[Extracted data start]

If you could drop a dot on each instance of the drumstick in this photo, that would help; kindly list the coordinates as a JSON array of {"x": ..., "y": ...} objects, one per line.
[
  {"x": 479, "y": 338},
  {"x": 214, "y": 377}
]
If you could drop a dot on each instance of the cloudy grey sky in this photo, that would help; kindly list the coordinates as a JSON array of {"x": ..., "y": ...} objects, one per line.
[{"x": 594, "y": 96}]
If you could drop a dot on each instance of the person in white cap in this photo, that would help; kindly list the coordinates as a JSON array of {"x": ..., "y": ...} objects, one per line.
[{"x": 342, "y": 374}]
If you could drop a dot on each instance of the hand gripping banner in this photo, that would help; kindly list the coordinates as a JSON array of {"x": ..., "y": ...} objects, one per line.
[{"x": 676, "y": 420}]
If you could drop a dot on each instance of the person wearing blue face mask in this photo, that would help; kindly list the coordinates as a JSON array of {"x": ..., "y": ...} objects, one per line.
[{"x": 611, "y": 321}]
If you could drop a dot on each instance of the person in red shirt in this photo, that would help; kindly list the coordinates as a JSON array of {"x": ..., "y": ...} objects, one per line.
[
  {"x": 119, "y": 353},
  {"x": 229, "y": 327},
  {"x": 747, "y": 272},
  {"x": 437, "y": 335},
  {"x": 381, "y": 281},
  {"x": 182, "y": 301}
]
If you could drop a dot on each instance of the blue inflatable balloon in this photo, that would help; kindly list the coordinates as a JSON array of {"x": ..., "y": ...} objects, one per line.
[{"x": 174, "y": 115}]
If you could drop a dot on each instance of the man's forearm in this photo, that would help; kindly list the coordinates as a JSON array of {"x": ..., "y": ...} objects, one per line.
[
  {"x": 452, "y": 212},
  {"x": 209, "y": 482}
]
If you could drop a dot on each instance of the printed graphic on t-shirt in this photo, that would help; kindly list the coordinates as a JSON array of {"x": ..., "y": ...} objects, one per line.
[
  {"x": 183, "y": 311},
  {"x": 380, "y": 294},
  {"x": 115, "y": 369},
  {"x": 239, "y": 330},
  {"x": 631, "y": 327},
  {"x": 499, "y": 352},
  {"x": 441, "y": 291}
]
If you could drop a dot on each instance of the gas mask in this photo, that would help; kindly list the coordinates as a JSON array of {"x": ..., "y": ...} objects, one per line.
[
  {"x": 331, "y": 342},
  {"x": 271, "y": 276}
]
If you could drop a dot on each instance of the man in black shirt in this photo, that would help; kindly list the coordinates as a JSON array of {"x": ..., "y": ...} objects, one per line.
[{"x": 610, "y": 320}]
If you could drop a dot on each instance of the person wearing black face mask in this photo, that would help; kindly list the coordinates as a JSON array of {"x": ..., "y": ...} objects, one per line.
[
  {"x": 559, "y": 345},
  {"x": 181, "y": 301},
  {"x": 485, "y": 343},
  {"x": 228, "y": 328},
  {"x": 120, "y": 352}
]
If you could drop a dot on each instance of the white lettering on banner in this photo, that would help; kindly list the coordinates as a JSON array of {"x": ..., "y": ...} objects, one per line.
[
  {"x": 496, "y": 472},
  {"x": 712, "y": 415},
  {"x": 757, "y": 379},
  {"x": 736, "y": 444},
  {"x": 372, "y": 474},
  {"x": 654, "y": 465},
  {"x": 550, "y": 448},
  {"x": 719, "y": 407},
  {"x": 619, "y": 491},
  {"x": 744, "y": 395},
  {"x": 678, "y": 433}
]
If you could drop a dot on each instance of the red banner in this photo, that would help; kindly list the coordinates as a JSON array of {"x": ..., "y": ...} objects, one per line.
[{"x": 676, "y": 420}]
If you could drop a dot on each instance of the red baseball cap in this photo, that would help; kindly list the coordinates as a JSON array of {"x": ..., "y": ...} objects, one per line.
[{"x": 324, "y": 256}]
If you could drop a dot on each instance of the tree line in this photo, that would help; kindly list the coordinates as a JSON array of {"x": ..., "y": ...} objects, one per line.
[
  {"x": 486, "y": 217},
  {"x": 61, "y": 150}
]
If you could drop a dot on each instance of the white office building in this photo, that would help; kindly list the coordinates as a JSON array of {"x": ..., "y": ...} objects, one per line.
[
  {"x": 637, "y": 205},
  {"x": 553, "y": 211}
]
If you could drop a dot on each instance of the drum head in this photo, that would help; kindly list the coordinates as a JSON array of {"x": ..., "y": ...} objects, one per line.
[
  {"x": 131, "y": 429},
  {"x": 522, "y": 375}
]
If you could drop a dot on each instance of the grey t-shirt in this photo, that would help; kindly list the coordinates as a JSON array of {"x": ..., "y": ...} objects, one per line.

[Extracted data end]

What needs to be done: Set out all of the data above as a Markdown table with two columns, Row for the line number and Text for the line itself. Skip any blank lines.

Result:
| Row | Text |
|---|---|
| 1 | If you could drop a dot on each instance of the drumstick in this photo, that would help; kindly list the coordinates as a JSON array of {"x": ..., "y": ...} objects, one per line. |
| 2 | [ |
| 3 |   {"x": 479, "y": 338}, |
| 4 |   {"x": 214, "y": 377} |
| 5 | ] |
| 6 | If you could drop a dot on each instance of the cloudy grey sky in this photo, that would help; kindly list the coordinates as a JSON array of {"x": ..., "y": ...} objects, one per line. |
| 7 | [{"x": 594, "y": 96}] |
| 8 | If you could drop a dot on each instance of the person in white cap in this photo, that would help; kindly list the coordinates as a JSON array of {"x": ..., "y": ...} objects, one per line. |
| 9 | [{"x": 342, "y": 374}] |
| 10 | If you could drop a dot on each instance of the hand gripping banner in this photo, that would help; kindly list the coordinates as a JSON array of {"x": ..., "y": ...} objects, one per line. |
| 11 | [{"x": 676, "y": 420}] |
| 12 | If you could drop a dot on each instance of the person wearing blue face mask in this photo, that would help; kindly list the coordinates as a JSON array of {"x": ..., "y": ...} objects, one per line. |
| 13 | [{"x": 611, "y": 321}] |
| 14 | If you could drop a dot on each instance of the person in red shirt in this photo, that would help; kindly list the coordinates as a JSON array of {"x": ..., "y": ...} objects, one per line. |
| 15 | [ |
| 16 |   {"x": 119, "y": 353}, |
| 17 |   {"x": 229, "y": 327}, |
| 18 |   {"x": 747, "y": 272}, |
| 19 |   {"x": 437, "y": 335}, |
| 20 |   {"x": 381, "y": 281}, |
| 21 |   {"x": 182, "y": 301} |
| 22 | ] |
| 23 | If you could drop a dot on each instance of the blue inflatable balloon in this photo, that would help; kindly list the coordinates as a JSON array of {"x": ..., "y": ...} objects, one per line. |
| 24 | [{"x": 174, "y": 115}] |
| 25 | If you could drop a dot on each instance of the man's forearm in this photo, that would help; kindly list the coordinates as a JSON array of {"x": ..., "y": ...} objects, one per line. |
| 26 | [ |
| 27 |   {"x": 452, "y": 212}, |
| 28 |   {"x": 209, "y": 482} |
| 29 | ] |
| 30 | If you could drop a dot on each instance of the printed graphic on t-shirt in this photo, that would help; kindly list the coordinates as a JSON array of {"x": ..., "y": ...} objects, one per line. |
| 31 | [ |
| 32 |   {"x": 183, "y": 311}, |
| 33 |   {"x": 380, "y": 294}, |
| 34 |   {"x": 115, "y": 369}, |
| 35 |   {"x": 239, "y": 330}, |
| 36 |   {"x": 631, "y": 327}, |
| 37 |   {"x": 499, "y": 352}, |
| 38 |   {"x": 441, "y": 291} |
| 39 | ] |
| 40 | If you could drop a dot on each instance of the gas mask in this photo, that would help; kindly list the coordinates as a JSON array of {"x": ..., "y": ...} objects, one per line. |
| 41 | [ |
| 42 |   {"x": 331, "y": 342}, |
| 43 |   {"x": 271, "y": 276} |
| 44 | ] |
| 45 | If you could drop a dot on each instance of the man in black shirt in this photo, that would help; kindly list the coordinates as a JSON array of {"x": ..., "y": ...} objects, one per line. |
| 46 | [{"x": 610, "y": 320}] |
| 47 | If you could drop a dot on each instance of the person wearing black face mask in this photo, that would help; kindly list the coordinates as a JSON array of {"x": ..., "y": ...} objects, one per line. |
| 48 | [ |
| 49 |   {"x": 559, "y": 345}, |
| 50 |   {"x": 181, "y": 301}, |
| 51 |   {"x": 485, "y": 343}, |
| 52 |   {"x": 228, "y": 328}, |
| 53 |   {"x": 120, "y": 352} |
| 54 | ] |
| 55 | If you could drop a dot on each instance of the white lettering on banner in this photo, that would help; kindly list the coordinates as a JSON array of {"x": ..., "y": ...} objects, one per line. |
| 56 | [ |
| 57 |   {"x": 496, "y": 472}, |
| 58 |   {"x": 712, "y": 415}, |
| 59 |   {"x": 757, "y": 379}, |
| 60 |   {"x": 736, "y": 444}, |
| 61 |   {"x": 372, "y": 474}, |
| 62 |   {"x": 654, "y": 465}, |
| 63 |   {"x": 550, "y": 448}, |
| 64 |   {"x": 719, "y": 407}, |
| 65 |   {"x": 619, "y": 491}, |
| 66 |   {"x": 744, "y": 395}, |
| 67 |   {"x": 678, "y": 433} |
| 68 | ] |
| 69 | If you could drop a dot on each instance of the red banner in this photo, that would help; kindly list the coordinates as a JSON array of {"x": ..., "y": ...} objects, one per line. |
| 70 | [{"x": 676, "y": 420}] |
| 71 | If you could drop a dot on each instance of the red baseball cap in this photo, that would help; kindly list the coordinates as a JSON array of {"x": ..., "y": ...} objects, one per line. |
| 72 | [{"x": 324, "y": 256}] |
| 73 | If you could drop a dot on each instance of the tree line in this photo, that would help; kindly list the coordinates as a JSON array of {"x": ..., "y": ...} objects, one per line. |
| 74 | [ |
| 75 |   {"x": 486, "y": 217}, |
| 76 |   {"x": 61, "y": 150} |
| 77 | ] |
| 78 | If you could drop a dot on each instance of the white office building in this photo, that would help; kindly list the coordinates as a JSON array of {"x": ..., "y": ...} objects, one per line. |
| 79 | [ |
| 80 |   {"x": 637, "y": 205}, |
| 81 |   {"x": 553, "y": 211} |
| 82 | ] |
| 83 | If you could drop a dot on each instance of the drum head in this photo, that would help; kindly list the coordinates as a JSON array of {"x": ..., "y": ...} objects, one per line. |
| 84 | [ |
| 85 |   {"x": 131, "y": 429}, |
| 86 |   {"x": 522, "y": 375} |
| 87 | ] |
| 88 | If you could drop a dot on each instance of the grey t-shirt in this photo, that would help; kindly list the coordinates as a JSON array of {"x": ..., "y": ...} objects, one per line. |